▸ **Reading passage**:
# Who can fish and how many line?



## Skinner 2 (Mar 19, 2004)

Three guys trolling for walleyes ( or salmon...) and the boat is one fish shy of a 3 person limit. Law allows 3 rods per person. How many rods can still be in the water targeting the last fish needed for a limit?

Skinner


----------



## Benzie Rover (Mar 17, 2008)

you could have 9 lines... now trolling 9 and not tangling is a different story. That'd be a serious porquipine boat.


----------



## wartfroggy (Jan 25, 2007)

Benzie Rover said:


> you could have 9 lines... now trolling 9 and not tangling is a different story. That'd be a serious porquipine boat.


 9 rods makes a porquipine boat!? :lol: So what about when a guy is trolling with 18 rods or more? 

For the original poster......you can troll your legal limit of rods the entire time as you still do not have your "boat limit" of fish. As long as you do not exceed the limit of fish, you are good to go. It isn't like 2 guys are limited out and the third is still fishing, which is what I assume you were leaning towards in the question.


----------



## Skinner 2 (Mar 19, 2004)

wartfroggy said:


> It isn't like 2 guys are limited out and the third is still fishing, which is what I assume you were leaning towards in the question.


Yes it is just like this as you mentioned. A person can fish with three rods. if two guys are limited and cannot target walleye then either the guy short of a limit has too many lines or two guys are fishing illegally.

I don't know what the legal answer is and cannot find it in the regs. Trying to find out what the LEGAL answer is to settle different arguements right now LOL

Skinner


----------



## wartfroggy (Jan 25, 2007)

▸ **Provided material**:

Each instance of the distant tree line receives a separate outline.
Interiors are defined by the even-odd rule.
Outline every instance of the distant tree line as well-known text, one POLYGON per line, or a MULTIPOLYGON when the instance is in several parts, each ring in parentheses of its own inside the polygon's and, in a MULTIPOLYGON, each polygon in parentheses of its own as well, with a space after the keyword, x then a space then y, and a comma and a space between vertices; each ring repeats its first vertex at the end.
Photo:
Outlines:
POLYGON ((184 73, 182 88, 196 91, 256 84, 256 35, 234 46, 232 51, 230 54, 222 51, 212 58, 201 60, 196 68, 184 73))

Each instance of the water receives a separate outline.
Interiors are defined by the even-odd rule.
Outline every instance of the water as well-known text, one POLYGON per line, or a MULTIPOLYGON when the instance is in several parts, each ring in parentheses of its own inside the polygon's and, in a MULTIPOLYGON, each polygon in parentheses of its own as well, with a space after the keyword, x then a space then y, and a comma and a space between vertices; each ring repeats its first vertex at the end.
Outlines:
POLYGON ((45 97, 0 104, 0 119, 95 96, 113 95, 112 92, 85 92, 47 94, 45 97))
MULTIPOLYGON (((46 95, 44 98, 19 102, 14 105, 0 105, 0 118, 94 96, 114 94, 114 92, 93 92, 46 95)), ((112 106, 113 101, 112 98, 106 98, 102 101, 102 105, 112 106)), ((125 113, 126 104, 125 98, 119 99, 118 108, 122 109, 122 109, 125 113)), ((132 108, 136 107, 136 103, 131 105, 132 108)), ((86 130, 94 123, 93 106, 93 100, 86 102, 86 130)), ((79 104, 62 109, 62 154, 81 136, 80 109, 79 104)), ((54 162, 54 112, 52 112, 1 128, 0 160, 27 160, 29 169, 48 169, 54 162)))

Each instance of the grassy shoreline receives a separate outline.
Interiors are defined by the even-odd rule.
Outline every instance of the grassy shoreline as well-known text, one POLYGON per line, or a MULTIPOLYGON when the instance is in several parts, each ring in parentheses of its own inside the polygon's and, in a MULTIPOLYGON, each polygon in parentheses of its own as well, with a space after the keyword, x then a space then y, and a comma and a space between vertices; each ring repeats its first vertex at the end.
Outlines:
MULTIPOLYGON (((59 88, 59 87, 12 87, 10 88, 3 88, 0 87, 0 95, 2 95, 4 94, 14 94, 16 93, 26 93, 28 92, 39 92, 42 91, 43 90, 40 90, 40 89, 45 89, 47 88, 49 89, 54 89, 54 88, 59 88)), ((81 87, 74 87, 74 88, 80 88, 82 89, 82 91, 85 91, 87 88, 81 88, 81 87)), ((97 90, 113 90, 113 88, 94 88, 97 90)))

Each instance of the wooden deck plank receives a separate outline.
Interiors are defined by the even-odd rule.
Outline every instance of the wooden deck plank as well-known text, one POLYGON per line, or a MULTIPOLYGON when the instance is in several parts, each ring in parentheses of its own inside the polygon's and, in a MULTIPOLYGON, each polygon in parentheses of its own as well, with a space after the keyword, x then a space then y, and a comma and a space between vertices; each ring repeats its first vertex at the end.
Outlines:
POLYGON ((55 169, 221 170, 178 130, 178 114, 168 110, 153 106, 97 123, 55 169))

▸ **Given instruction A**: According to the first post of the fishing thread, how many rods does the law allow each person?
▸ **Given instruction B**: Translate this sentence from the fishing thread into Spanish: "As long as you do not exceed the limit of fish, you are good to go."
▸ **Given instruction C**: Write out the part of the fishing thread between "Yes it is just" and "are fishing illegally.", inclusive.
The records are separate material and have no connection to the fishing thread.

▸ **Exercise solution A**: Three rods per person.

▸ **Exercise solution B**: Mientras no excedas el límite de peces, no hay ningún problema.

▸ **Exercise solution C**:
Yes it is just like this as you mentioned. A person can fish with three rods. if two guys are limited and cannot target walleye then either the guy short of a limit has too many lines or two guys are fishing illegally.